TEXT SECTION:
The majority of its function is to formalise the brutality, demonisation and removal of those they deem “outsiders”, the shit on the shiny shoe of the white British public. Racism doesn’t have to be intentional to be harmful, and the report proves that up until the scandal kicked off, many of those working within the Home Office didn’t understand the history of the Windrush generation or have a broader understanding of British colonialism. Their ignorance led directly to their mistreatment of a specific ethnic group.

This is in part why there has been an outpouring of anger in the day since the review has been released. Not only did Diane Abbott sternly admonish the government both for delaying the publication, which was supposed to be released last autumn, and for not making the copies of the review widely available, but 15 equality and migrant rights organisations, including the Runnymede Trust and the JCWI, have called for an independent review specifically looking into the extent of institutional racism in the Home Office. They have further questioned whether its immigration policies are in accordance with equality law around racial discrimination.

Point localization data:
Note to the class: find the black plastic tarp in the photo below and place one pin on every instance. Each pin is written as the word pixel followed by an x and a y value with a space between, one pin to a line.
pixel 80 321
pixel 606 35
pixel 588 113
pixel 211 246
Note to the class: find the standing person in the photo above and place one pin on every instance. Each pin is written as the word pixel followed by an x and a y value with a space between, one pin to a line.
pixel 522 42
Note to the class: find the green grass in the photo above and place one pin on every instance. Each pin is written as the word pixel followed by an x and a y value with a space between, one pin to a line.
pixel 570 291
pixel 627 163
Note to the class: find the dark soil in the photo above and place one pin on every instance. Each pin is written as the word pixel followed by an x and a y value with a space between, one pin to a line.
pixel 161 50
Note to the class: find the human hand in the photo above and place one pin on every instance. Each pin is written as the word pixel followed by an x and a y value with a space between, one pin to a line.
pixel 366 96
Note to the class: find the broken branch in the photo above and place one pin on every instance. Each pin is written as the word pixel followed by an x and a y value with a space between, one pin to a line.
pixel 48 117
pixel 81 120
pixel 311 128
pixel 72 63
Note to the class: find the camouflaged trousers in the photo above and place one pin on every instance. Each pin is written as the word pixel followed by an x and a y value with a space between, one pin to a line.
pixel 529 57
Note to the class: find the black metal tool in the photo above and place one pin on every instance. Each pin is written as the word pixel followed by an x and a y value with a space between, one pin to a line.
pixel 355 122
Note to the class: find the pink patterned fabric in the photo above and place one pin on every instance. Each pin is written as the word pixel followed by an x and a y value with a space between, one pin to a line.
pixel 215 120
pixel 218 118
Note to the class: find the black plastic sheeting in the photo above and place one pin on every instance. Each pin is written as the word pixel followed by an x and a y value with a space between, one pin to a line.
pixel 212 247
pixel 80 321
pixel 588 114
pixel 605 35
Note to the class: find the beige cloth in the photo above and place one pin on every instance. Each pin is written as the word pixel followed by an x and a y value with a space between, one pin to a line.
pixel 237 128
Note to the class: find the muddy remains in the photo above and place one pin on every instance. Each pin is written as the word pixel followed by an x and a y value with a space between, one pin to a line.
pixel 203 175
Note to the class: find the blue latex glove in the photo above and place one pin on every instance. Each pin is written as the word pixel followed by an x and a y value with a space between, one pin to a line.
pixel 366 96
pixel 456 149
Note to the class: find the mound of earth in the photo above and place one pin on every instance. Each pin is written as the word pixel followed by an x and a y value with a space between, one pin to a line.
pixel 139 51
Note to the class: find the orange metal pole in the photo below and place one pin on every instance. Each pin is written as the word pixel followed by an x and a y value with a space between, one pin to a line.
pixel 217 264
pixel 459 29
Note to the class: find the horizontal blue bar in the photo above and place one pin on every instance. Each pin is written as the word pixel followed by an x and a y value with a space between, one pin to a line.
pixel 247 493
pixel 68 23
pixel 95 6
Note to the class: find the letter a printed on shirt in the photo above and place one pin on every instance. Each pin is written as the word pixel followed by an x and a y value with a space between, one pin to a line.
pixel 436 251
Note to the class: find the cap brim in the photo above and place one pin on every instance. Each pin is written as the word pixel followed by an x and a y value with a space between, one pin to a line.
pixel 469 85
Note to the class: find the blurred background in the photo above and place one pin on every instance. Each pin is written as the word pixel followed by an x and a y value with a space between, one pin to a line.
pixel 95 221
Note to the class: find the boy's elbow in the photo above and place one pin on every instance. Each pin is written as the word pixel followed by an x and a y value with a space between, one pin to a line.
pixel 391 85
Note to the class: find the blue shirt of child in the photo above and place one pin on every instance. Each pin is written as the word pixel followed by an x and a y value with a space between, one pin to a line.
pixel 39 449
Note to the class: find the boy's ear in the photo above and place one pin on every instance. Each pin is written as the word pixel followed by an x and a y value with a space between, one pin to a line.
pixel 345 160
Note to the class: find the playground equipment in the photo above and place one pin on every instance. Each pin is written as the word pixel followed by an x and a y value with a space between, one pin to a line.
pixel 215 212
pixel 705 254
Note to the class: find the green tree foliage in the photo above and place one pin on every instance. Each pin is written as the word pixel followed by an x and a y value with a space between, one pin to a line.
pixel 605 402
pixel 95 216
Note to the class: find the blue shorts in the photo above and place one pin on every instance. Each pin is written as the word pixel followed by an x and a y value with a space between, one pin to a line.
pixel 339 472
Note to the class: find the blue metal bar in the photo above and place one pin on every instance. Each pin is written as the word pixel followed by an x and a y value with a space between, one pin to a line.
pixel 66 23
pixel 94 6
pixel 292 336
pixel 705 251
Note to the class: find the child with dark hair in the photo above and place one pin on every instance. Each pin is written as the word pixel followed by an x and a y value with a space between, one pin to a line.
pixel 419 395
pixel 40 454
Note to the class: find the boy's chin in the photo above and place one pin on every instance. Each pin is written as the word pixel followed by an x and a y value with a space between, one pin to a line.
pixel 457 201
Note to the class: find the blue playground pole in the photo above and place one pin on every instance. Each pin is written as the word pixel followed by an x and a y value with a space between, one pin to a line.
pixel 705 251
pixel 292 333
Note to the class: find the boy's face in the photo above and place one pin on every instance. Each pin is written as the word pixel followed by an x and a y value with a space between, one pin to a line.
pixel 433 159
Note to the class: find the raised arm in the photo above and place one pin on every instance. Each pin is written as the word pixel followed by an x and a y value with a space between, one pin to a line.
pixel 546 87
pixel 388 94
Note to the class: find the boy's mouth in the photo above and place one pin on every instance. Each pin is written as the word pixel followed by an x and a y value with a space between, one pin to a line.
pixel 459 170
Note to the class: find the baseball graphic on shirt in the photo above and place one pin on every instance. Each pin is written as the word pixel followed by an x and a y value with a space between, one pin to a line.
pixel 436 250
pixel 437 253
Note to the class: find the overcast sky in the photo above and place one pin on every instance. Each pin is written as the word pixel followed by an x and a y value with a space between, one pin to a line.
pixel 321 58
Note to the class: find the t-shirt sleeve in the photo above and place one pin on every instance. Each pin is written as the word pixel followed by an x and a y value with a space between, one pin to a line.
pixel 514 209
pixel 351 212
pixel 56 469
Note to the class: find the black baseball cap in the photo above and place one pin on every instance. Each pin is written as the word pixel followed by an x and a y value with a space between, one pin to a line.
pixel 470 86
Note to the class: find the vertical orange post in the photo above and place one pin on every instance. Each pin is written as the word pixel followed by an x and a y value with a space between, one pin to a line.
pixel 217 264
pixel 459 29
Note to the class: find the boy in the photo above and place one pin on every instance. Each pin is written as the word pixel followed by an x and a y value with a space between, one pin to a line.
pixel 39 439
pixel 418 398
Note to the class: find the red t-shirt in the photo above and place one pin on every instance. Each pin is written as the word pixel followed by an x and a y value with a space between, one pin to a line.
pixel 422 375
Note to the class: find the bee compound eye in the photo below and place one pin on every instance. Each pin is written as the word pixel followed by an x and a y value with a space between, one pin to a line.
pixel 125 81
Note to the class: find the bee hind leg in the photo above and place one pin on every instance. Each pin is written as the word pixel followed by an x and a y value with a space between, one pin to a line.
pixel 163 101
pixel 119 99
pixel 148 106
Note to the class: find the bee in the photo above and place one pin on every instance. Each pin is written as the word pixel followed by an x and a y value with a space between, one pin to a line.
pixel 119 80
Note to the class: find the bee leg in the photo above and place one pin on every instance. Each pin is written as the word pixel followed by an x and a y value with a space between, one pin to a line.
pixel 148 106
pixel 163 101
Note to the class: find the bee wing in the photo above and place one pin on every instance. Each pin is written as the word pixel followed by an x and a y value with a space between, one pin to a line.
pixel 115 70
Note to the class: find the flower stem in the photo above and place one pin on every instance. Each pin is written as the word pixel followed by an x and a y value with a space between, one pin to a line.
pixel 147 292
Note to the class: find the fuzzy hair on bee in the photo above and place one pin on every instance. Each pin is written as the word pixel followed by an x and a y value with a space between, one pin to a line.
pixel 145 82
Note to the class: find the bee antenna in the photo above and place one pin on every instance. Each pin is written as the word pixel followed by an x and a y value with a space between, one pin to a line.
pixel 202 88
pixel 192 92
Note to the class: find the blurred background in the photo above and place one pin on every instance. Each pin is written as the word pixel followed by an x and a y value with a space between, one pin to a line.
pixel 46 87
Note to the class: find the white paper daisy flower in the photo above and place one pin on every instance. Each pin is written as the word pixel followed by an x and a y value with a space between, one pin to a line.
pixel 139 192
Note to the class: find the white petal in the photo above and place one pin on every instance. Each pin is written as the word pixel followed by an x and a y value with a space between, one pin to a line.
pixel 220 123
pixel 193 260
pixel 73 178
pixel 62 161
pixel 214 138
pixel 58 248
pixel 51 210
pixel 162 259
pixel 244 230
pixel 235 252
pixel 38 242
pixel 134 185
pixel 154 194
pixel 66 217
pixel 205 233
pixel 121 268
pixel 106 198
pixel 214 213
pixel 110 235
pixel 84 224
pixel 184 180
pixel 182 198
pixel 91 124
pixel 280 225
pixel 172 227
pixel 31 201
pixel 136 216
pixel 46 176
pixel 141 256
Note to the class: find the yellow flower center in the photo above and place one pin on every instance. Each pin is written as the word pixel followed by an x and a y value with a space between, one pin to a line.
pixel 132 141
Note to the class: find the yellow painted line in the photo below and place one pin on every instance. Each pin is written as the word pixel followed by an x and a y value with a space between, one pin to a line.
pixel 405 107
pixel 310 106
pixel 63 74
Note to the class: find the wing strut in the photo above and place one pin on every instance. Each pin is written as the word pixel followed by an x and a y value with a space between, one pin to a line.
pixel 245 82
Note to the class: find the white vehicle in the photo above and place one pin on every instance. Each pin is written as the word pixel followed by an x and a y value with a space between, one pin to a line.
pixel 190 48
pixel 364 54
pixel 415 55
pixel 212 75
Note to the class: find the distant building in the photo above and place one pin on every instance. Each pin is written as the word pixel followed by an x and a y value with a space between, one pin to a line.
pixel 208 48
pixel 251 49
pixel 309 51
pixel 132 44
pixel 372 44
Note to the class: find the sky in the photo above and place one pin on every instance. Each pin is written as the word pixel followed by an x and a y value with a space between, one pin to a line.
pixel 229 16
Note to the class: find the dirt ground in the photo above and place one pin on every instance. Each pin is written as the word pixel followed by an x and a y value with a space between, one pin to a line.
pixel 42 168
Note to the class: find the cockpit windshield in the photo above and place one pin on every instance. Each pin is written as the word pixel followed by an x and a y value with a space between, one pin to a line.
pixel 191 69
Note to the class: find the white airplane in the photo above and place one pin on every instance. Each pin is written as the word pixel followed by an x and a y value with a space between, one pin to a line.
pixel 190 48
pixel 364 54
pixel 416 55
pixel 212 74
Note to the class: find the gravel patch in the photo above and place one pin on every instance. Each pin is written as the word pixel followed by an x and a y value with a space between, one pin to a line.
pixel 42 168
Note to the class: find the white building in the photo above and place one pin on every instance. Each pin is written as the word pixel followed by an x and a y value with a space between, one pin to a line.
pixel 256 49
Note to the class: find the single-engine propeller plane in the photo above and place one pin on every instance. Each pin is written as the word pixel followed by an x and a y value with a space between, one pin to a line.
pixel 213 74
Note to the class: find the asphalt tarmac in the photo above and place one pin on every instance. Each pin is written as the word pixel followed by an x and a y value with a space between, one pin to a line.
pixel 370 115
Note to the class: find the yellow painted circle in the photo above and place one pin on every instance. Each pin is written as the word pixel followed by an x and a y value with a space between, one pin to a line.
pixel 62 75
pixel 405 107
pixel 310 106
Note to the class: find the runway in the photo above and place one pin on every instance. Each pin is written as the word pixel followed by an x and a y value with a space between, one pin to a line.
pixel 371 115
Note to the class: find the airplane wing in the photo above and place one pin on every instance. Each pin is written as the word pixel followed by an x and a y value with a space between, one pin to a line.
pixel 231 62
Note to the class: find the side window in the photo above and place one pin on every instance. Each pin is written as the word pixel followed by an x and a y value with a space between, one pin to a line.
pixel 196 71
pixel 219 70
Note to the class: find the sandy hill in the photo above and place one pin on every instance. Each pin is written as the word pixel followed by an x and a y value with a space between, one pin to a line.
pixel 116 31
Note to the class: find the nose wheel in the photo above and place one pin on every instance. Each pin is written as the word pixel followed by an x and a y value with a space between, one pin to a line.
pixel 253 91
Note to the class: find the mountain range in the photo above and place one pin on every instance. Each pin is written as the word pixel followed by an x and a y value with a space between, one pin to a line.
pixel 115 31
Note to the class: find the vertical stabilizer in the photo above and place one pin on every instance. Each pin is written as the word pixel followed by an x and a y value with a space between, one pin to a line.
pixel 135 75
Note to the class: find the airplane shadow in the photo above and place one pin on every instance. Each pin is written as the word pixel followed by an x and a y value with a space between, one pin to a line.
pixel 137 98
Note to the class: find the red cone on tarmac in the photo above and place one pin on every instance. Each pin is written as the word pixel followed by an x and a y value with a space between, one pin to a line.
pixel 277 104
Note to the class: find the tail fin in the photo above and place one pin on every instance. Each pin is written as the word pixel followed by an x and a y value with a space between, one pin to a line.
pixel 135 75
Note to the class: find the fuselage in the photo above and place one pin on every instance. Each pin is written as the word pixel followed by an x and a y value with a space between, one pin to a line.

TASKS FOR THIS EXERCISE:
#1 In one to three sentences, explain why, according to the Windrush review text, Home Office staff mistreated the Windrush generation.
#2 Pick up the Windrush review text where it stops and keep it going.

ANSWERS PROVIDED:
#1 Until the scandal broke, many people working in the Home Office did not understand the history of the Windrush generation or British colonialism more broadly. The text says this ignorance led directly to their mistreatment of that specific ethnic group.

#2
The deputy director of the Runnymede Trust, Dr Zubaida Haque, said in a statement: “It is now incumbent on this government to not only ‘right the wrongs’ suffered by the Windrush generation (and other ethnic minority groups) as a result of the government’s hostile environment policies, but also to understand how and why Home Office culture, attitudes, immigration and citizenship policies have repeatedly discriminated against black and ethnic minority British citizens.” She added: “Unless the issues around institutional racism are meaningfully addressed, we risk the same mistakes and injustices being repeated.”

While the review has been criticised in some circles for pussyfooting around the definition of institutional racism (according to some sources the phrase was reportedly present in an earlier draft), its recommendations are surprisingly radical for a document produced in conjunction with the government and reference their own need to be carried out with immediacy. Wendy has identified the need for systemic change within the Home Office, for education around colonialism, and, in my opinion most importantly, further scrutiny of its practices at large. While the Windrush generation have been particularly poorly treated, it’s important to remember there is malpractice going on within the Home Office that extends to all sorts of people.

So what can you do to make sure this review doesn’t get shoved under the coronavirus rug? 

“While the Windrush generation were particularly poorly treated, it’s important to remember there is malpractice going on within the Home Office that extends to younger generations and to those who aren’t from the Caribbean too”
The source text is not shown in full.